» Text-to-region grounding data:
[Start of section]

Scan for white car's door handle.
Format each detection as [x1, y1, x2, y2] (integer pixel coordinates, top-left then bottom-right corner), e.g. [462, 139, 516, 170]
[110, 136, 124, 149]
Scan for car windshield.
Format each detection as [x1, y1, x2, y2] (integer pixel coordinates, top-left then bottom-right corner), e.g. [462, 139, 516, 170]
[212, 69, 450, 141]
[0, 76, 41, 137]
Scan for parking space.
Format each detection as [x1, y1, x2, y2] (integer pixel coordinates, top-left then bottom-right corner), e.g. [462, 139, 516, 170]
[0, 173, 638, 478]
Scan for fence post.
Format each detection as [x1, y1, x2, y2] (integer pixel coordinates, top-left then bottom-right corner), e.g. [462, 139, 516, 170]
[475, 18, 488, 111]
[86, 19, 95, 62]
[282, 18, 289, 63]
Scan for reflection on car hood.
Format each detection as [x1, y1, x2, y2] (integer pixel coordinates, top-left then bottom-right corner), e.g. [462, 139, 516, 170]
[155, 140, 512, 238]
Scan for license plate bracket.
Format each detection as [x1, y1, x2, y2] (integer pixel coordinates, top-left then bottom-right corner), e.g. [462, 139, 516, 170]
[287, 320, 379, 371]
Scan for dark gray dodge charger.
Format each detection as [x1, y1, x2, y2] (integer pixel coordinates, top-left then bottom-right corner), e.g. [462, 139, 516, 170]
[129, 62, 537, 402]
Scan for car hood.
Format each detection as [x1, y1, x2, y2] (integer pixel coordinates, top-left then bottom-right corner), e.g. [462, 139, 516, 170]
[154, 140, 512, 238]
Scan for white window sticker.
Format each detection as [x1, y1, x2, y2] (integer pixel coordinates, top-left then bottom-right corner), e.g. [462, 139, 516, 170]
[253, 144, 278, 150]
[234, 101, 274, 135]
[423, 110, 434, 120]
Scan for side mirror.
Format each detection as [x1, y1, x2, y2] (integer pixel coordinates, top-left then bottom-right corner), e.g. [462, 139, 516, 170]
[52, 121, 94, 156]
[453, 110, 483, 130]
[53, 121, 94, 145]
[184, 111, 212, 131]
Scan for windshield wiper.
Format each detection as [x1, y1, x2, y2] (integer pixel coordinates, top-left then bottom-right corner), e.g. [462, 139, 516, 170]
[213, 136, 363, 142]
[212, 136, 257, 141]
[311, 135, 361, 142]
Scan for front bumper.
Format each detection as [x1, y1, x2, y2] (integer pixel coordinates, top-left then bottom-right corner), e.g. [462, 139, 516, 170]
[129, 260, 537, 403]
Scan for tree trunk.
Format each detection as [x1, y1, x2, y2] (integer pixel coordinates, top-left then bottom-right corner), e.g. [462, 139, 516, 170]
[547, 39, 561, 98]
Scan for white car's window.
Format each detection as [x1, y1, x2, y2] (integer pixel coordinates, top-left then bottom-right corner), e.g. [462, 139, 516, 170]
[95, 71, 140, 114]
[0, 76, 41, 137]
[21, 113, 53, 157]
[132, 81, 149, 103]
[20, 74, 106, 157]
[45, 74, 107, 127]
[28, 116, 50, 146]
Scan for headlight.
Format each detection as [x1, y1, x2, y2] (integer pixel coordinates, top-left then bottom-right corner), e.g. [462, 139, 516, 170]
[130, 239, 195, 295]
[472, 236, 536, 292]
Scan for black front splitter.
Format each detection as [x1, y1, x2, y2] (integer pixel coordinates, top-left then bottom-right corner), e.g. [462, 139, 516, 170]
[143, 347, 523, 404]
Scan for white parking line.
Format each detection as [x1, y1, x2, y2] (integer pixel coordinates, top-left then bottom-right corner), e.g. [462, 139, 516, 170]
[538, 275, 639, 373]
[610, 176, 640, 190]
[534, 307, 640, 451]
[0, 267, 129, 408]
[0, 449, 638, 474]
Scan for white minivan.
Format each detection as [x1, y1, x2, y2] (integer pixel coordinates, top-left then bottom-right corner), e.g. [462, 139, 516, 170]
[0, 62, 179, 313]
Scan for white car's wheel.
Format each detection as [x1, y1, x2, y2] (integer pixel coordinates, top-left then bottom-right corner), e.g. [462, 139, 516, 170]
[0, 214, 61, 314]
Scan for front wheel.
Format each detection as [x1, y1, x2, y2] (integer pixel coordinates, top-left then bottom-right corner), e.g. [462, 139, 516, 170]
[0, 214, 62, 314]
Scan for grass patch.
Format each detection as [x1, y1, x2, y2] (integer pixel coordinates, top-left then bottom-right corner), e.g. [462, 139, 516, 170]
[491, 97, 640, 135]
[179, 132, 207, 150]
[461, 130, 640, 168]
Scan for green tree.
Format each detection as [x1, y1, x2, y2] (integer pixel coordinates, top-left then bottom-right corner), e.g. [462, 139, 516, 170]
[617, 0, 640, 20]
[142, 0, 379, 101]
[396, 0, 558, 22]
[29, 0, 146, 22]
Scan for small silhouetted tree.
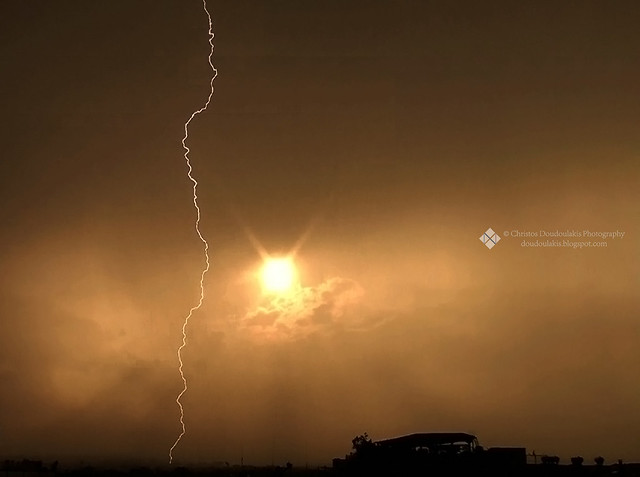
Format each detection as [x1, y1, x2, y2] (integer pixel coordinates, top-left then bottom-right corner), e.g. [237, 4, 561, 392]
[595, 456, 605, 466]
[352, 433, 374, 456]
[571, 456, 584, 466]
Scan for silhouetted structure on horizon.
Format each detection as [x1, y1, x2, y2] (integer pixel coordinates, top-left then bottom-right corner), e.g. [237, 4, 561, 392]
[334, 432, 526, 475]
[377, 432, 480, 455]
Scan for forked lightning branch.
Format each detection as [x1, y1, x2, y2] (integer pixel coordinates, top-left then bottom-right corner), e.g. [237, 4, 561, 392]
[169, 0, 217, 464]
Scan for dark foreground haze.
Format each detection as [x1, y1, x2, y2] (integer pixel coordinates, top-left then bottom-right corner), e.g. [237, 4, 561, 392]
[1, 0, 639, 467]
[4, 458, 640, 477]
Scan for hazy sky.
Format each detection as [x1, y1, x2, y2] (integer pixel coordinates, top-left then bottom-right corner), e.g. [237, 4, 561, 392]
[1, 0, 639, 467]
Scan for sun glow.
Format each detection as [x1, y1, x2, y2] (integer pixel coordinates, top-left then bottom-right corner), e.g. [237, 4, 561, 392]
[261, 257, 297, 293]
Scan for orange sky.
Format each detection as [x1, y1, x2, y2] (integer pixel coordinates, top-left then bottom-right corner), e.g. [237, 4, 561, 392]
[0, 0, 639, 466]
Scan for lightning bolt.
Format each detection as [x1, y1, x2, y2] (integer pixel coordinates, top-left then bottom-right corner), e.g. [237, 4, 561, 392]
[169, 0, 217, 465]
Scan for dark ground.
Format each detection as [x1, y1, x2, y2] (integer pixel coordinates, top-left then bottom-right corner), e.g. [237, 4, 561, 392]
[5, 463, 640, 477]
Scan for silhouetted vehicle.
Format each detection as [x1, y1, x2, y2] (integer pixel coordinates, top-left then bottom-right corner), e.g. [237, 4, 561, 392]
[541, 455, 560, 465]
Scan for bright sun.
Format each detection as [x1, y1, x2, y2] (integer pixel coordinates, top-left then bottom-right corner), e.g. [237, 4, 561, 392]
[261, 257, 297, 293]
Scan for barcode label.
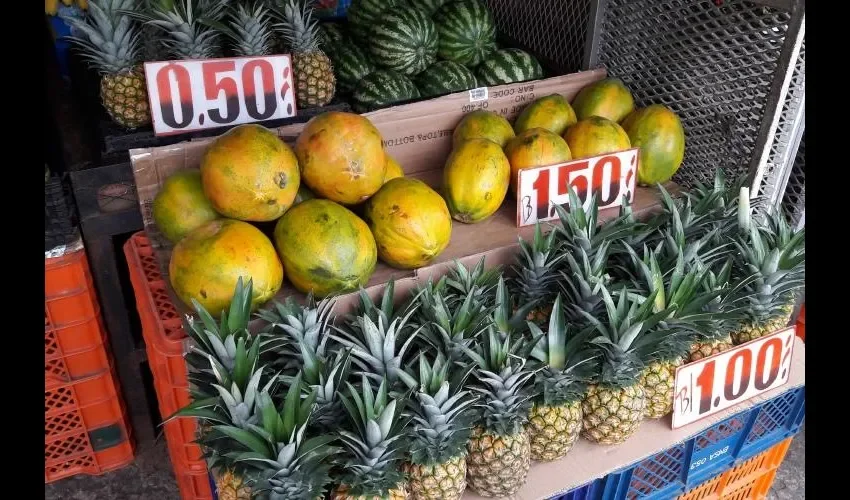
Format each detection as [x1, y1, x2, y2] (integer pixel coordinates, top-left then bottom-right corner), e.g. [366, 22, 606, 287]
[469, 87, 489, 102]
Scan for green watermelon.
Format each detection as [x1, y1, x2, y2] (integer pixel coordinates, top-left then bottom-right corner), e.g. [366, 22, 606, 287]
[353, 70, 421, 113]
[433, 0, 497, 67]
[348, 0, 399, 44]
[319, 23, 348, 61]
[410, 0, 447, 15]
[415, 61, 478, 99]
[476, 49, 544, 86]
[370, 9, 438, 76]
[332, 44, 375, 94]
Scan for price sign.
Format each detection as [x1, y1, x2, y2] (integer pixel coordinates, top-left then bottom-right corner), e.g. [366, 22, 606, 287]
[516, 148, 638, 227]
[671, 327, 796, 429]
[144, 55, 296, 137]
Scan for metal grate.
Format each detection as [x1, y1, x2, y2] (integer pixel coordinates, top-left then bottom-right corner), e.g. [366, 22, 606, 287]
[782, 131, 804, 228]
[485, 0, 592, 74]
[592, 0, 800, 190]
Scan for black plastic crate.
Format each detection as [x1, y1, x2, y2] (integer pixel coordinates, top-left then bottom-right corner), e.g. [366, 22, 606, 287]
[45, 173, 78, 252]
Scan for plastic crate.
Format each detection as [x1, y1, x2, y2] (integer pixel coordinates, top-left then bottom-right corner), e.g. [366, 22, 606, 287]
[46, 249, 112, 384]
[549, 478, 604, 500]
[45, 173, 78, 252]
[600, 386, 804, 499]
[677, 437, 793, 500]
[45, 368, 135, 482]
[795, 305, 805, 341]
[124, 232, 213, 500]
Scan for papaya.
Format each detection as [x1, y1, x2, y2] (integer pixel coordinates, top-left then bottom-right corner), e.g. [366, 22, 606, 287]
[273, 199, 377, 297]
[513, 94, 577, 135]
[505, 128, 572, 197]
[453, 110, 515, 148]
[169, 219, 283, 317]
[364, 178, 452, 269]
[295, 111, 386, 205]
[563, 116, 631, 160]
[621, 104, 686, 186]
[384, 154, 405, 183]
[571, 78, 635, 123]
[152, 170, 221, 244]
[200, 124, 300, 222]
[443, 138, 511, 223]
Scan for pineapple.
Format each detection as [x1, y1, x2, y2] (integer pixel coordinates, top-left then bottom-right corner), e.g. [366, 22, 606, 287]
[443, 257, 502, 308]
[334, 376, 410, 499]
[63, 0, 151, 129]
[415, 284, 491, 363]
[687, 259, 750, 362]
[403, 353, 476, 500]
[580, 286, 671, 444]
[224, 1, 276, 57]
[526, 295, 596, 461]
[730, 208, 805, 345]
[141, 0, 227, 60]
[462, 327, 536, 497]
[512, 223, 565, 324]
[276, 0, 336, 108]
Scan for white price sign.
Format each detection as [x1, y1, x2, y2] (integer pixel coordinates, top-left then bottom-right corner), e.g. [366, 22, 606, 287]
[516, 148, 638, 227]
[144, 55, 297, 136]
[671, 327, 797, 429]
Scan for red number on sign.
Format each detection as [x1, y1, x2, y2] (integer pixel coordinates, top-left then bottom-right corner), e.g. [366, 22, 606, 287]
[696, 359, 715, 415]
[242, 60, 277, 121]
[156, 63, 194, 129]
[202, 61, 239, 124]
[724, 349, 752, 401]
[565, 164, 590, 207]
[755, 338, 782, 390]
[593, 155, 622, 206]
[530, 168, 551, 221]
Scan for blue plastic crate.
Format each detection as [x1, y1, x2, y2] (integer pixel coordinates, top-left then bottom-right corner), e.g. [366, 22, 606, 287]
[549, 478, 605, 500]
[209, 471, 217, 500]
[599, 385, 805, 500]
[315, 0, 350, 19]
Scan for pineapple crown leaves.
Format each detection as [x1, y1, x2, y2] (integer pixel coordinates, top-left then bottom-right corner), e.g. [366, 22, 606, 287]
[527, 295, 598, 405]
[493, 277, 536, 339]
[558, 240, 611, 322]
[444, 257, 503, 307]
[336, 375, 409, 496]
[62, 0, 144, 73]
[512, 223, 565, 305]
[220, 1, 276, 57]
[274, 0, 322, 53]
[553, 186, 636, 259]
[132, 0, 227, 60]
[461, 327, 538, 436]
[330, 311, 420, 391]
[580, 286, 675, 387]
[404, 354, 477, 465]
[415, 284, 493, 363]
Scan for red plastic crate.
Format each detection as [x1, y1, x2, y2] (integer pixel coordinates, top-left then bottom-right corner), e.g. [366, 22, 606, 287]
[124, 232, 213, 500]
[795, 305, 805, 342]
[45, 369, 135, 482]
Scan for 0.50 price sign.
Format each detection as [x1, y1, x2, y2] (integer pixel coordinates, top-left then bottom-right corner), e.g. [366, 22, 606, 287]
[672, 327, 796, 429]
[515, 148, 638, 227]
[144, 55, 297, 136]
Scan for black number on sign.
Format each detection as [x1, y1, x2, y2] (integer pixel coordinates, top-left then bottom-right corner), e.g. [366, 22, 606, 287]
[203, 61, 239, 124]
[754, 338, 783, 390]
[243, 60, 277, 120]
[156, 63, 194, 129]
[724, 349, 752, 401]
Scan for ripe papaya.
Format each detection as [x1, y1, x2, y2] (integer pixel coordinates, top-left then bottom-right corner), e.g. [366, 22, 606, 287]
[563, 116, 631, 160]
[443, 138, 511, 223]
[621, 105, 686, 186]
[513, 94, 577, 136]
[453, 110, 515, 148]
[505, 128, 572, 197]
[572, 78, 635, 123]
[152, 170, 220, 243]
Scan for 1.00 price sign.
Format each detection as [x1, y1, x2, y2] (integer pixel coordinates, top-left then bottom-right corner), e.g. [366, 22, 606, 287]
[672, 327, 796, 429]
[515, 148, 638, 227]
[144, 55, 297, 136]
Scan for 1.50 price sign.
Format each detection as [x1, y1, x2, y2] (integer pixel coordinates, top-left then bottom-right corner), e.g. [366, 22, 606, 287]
[672, 327, 796, 429]
[144, 55, 297, 136]
[515, 148, 638, 227]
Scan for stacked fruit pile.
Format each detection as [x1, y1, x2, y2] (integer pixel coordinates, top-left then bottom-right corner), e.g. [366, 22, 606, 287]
[321, 0, 544, 112]
[442, 77, 687, 225]
[172, 174, 804, 499]
[62, 0, 339, 129]
[155, 111, 456, 317]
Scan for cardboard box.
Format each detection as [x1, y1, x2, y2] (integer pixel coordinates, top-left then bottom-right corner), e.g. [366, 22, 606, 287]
[128, 68, 666, 319]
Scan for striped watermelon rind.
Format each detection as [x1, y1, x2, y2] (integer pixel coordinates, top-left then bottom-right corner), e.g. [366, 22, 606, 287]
[353, 70, 421, 113]
[333, 44, 376, 95]
[370, 8, 438, 76]
[348, 0, 399, 43]
[415, 61, 478, 99]
[319, 23, 348, 60]
[476, 49, 544, 86]
[410, 0, 448, 16]
[434, 0, 497, 67]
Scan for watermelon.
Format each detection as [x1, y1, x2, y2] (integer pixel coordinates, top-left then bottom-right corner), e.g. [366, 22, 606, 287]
[415, 61, 478, 99]
[370, 8, 438, 76]
[348, 0, 399, 44]
[353, 70, 421, 113]
[433, 0, 497, 66]
[476, 49, 544, 86]
[319, 23, 348, 61]
[332, 44, 375, 94]
[410, 0, 447, 15]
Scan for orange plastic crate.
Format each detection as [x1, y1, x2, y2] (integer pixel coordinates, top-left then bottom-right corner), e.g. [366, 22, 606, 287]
[677, 437, 793, 500]
[124, 232, 213, 500]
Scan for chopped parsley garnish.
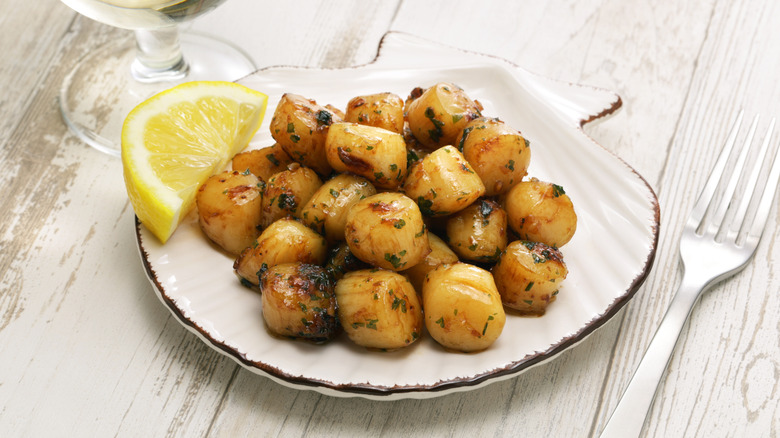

[End of section]

» Task instructions: Report each line in the data above that holds the word "papaya" by copying it.

» Solution to the problem:
Scan for papaya.
Scan for ripe papaya.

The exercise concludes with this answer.